## REQUIRED WORK
Copy every line of the following data that includes the string "tree".

Dataset items
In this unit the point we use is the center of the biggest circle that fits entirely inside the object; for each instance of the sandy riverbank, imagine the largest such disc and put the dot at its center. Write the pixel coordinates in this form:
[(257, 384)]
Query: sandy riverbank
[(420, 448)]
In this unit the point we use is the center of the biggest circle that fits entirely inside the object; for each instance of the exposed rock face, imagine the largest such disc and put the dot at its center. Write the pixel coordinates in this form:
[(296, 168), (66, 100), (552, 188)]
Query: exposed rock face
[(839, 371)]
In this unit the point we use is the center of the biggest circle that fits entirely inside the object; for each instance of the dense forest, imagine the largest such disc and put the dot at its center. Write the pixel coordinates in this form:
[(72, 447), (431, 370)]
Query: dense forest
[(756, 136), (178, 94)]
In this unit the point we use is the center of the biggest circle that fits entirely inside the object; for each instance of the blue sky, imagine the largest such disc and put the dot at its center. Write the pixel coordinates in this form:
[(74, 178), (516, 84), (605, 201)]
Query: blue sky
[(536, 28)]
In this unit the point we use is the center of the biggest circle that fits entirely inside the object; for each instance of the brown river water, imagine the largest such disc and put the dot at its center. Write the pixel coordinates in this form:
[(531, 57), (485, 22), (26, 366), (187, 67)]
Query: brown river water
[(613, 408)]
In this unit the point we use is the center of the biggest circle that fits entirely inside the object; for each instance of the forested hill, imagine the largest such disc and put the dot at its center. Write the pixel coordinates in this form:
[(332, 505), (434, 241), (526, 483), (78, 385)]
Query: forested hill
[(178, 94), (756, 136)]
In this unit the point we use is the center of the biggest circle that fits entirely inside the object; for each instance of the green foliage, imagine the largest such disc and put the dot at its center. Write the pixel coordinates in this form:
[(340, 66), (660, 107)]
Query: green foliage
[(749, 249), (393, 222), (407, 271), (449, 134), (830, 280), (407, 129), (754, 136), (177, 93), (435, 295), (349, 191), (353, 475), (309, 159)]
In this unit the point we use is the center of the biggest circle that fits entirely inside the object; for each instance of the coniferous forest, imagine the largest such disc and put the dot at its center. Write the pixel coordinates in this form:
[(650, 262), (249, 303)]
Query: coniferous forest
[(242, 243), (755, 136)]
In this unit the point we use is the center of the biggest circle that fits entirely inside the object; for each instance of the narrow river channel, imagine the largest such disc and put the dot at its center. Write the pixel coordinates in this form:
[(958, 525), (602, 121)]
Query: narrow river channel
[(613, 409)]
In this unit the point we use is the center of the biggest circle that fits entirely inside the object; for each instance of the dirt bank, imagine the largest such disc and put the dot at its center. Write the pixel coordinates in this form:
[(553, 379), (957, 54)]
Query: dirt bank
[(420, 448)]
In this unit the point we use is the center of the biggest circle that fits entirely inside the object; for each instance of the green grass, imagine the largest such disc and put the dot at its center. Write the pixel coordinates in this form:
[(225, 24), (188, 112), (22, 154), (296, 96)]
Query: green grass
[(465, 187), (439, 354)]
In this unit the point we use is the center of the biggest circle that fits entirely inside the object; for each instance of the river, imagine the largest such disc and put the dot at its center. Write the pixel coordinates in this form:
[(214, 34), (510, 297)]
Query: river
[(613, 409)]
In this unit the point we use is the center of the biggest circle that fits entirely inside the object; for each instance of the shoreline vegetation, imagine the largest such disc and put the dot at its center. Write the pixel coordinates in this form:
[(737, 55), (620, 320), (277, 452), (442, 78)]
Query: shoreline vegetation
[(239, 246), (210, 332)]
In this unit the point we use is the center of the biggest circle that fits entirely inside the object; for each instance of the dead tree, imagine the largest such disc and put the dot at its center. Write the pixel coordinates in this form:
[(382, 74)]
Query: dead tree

## TASK SOLUTION
In this unit the point we use is the center of the biggest circle that fits entirely inside the object; for each instance of the dead tree, imagine the largest such disc and put the dot at its center. Write the pixel coordinates in this form:
Query: dead tree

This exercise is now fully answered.